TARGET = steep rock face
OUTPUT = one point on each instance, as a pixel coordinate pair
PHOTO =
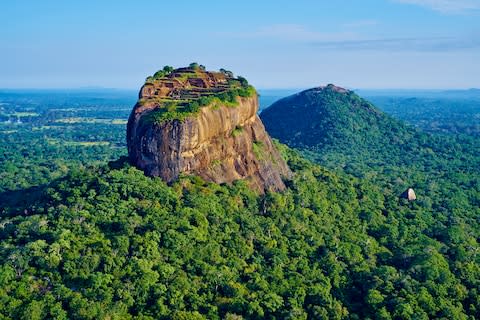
(219, 143)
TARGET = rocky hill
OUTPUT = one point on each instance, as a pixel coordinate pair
(192, 121)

• **WRITTEN INSTRUCTION**
Rewrite the listing above, switching every "one point on each instance" to "a single point on every instance" and keeping everything else the same. Leave the pictures out.

• **WRITTEN SOLUTION**
TARGET = steep rock face
OUTPUT = a single point on every instance, as a pixel coordinate pair
PHOTO =
(219, 143)
TARGET = rocky hill
OUTPUT = a single point on every instance, as a pixel coordinate pair
(192, 121)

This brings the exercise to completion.